**Task to complete**:
Put the lines of the records below, from the line with "Agricultural drone survey: scan the aerial photo for skin." to the line with "101, 129, 138, 183", into a JSON list of strings, one string per line, with blank lines left out.

**Input rows**:
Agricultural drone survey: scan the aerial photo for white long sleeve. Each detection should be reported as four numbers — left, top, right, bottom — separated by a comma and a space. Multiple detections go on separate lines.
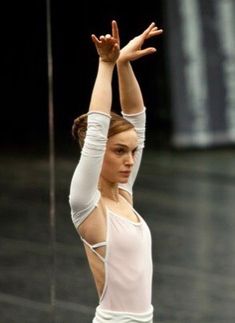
69, 112, 110, 228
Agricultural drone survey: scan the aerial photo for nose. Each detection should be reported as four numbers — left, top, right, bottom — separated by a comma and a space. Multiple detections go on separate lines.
125, 152, 134, 166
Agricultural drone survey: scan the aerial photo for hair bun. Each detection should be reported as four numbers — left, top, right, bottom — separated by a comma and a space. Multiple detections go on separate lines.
72, 114, 87, 145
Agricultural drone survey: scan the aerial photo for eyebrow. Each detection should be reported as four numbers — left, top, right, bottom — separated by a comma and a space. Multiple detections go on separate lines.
115, 144, 138, 150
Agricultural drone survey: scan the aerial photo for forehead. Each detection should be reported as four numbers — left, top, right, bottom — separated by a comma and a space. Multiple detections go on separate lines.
108, 129, 138, 146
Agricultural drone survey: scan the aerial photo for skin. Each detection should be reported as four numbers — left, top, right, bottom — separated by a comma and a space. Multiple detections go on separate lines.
100, 129, 138, 190
79, 20, 162, 296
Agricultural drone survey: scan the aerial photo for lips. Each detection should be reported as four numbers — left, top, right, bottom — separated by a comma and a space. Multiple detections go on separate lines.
120, 170, 131, 176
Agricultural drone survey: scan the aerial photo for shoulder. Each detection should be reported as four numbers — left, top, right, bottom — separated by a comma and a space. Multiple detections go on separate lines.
119, 188, 133, 205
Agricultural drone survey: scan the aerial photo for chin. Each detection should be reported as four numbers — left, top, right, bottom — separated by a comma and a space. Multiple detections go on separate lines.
119, 178, 128, 184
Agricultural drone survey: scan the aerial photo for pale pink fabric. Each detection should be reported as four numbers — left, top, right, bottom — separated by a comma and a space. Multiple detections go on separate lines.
100, 210, 152, 313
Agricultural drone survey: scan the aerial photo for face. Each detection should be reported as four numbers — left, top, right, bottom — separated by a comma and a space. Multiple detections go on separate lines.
101, 129, 138, 183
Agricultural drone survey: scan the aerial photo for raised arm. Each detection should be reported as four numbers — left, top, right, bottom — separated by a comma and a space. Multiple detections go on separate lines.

**Result**:
[
  "Agricultural drone survey: scan the aerial photo for skin. Each detection should be reported as four numbers — left, top, right, bottom — separated by a comma and a space. Multiple detections go on separate lines.",
  "100, 129, 138, 190",
  "79, 20, 162, 296",
  "Agricultural drone survey: scan the aerial photo for lips. Each detection should be reported as four numbers — left, top, right, bottom — separated by a comma and a space. Multiple detections go on separate lines.",
  "120, 170, 131, 176",
  "Agricultural drone survey: scan the aerial photo for shoulder. Each detection should be reported as four numbers — left, top, right, bottom — separated by a comma and a space. Multiple detections go on separate lines.",
  "119, 188, 133, 205",
  "Agricultural drone survey: scan the aerial photo for chin. Each detection should be reported as four numbers — left, top, right, bottom — separated by a comma and a space. Multiple detections go on separate lines.",
  "119, 178, 128, 184",
  "Agricultural drone survey: scan the aerial photo for pale pink fabric. Each detection should be reported as four numbers — left, top, right, bottom — separated by a comma and a space. Multiple detections go on separate lines.",
  "100, 210, 152, 313",
  "Agricultural drone survey: scan the aerial photo for face. Each detection should be reported as four numbers — left, top, right, bottom — separated by a comma and a space. Multiple detections go on separate lines.",
  "101, 129, 138, 183"
]